EXCERPT below:

Tensor-valued diffusion magnetic resonance imaging in a radiotherapy setting

Patrik Brynolfsson; Minna Lerner; Pia C Sundgren; Christian Jamtheim Gustafsson; Markus Nilsson; Filip Szczepankiewicz; Lars E Olsson

doi:10.1016/j.phro.2022.11.005

Tensor-valued diffusion magnetic resonance imaging in a radiotherapy setting

Phys Imaging Radiat Oncol. 2022 Nov 10:24:144-151. doi: 10.1016/j.phro.2022.11.005. eCollection 2022 Oct.

Authors

Patrik Brynolfsson^{1

2

3}, Minna Lerner^{1

4}, Pia C Sundgren⁵, Christian Jamtheim Gustafsson^{1

4}, Markus Nilsson⁵, Filip Szczepankiewicz⁵, Lars E Olsson¹

Affiliations

¹ Dept. of Translational Medicine, Division of Medical Radiation Physics, Lund University, Malmö, Sweden.
² Random Walk Imaging AB, SE-22002 Lund, Sweden.
³ NONPI Medical AB, SE-90738 Umeå, Sweden.
⁴ Dept. of Hematology, Oncology and Radiation Physics, Skåne University Hospital, Lund, Sweden.
⁵ Dept. Diagnostic Radiology, Clinical Sciences Lund, Lund University, Lund, Sweden.

Abstract

Background and purpose: Diagnostic information about cell density variations and microscopic tissue anisotropy can be gained from tensor-valued diffusion magnetic resonance imaging (MRI). These properties of tissue microstructure have the potential to become novel imaging biomarkers for radiotherapy response. However, tensor-valued diffusion encoding is more demanding than conventional encoding, and its compatibility with MR scanners that are dedicated to radiotherapy has not been established. Thus, our aim was to investigate the feasibility of tensor-valued diffusion MRI with radiotherapy dedicated MR equipment.

End of EXCERPT.
DATA below:

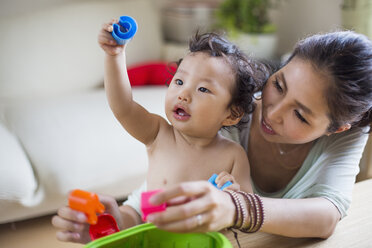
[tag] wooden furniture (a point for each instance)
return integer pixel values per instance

End of DATA.

### ACTIVITY
Quote the part of the tensor-valued diffusion MRI page that begins with the words containing "³ NONPI Medical" and ends with "dedicated MR equipment.".

### TASK RESULT
³ NONPI Medical AB, SE-90738 Umeå, Sweden.
⁴ Dept. of Hematology, Oncology and Radiation Physics, Skåne University Hospital, Lund, Sweden.
⁵ Dept. Diagnostic Radiology, Clinical Sciences Lund, Lund University, Lund, Sweden.

Abstract

Background and purpose: Diagnostic information about cell density variations and microscopic tissue anisotropy can be gained from tensor-valued diffusion magnetic resonance imaging (MRI). These properties of tissue microstructure have the potential to become novel imaging biomarkers for radiotherapy response. However, tensor-valued diffusion encoding is more demanding than conventional encoding, and its compatibility with MR scanners that are dedicated to radiotherapy has not been established. Thus, our aim was to investigate the feasibility of tensor-valued diffusion MRI with radiotherapy dedicated MR equipment.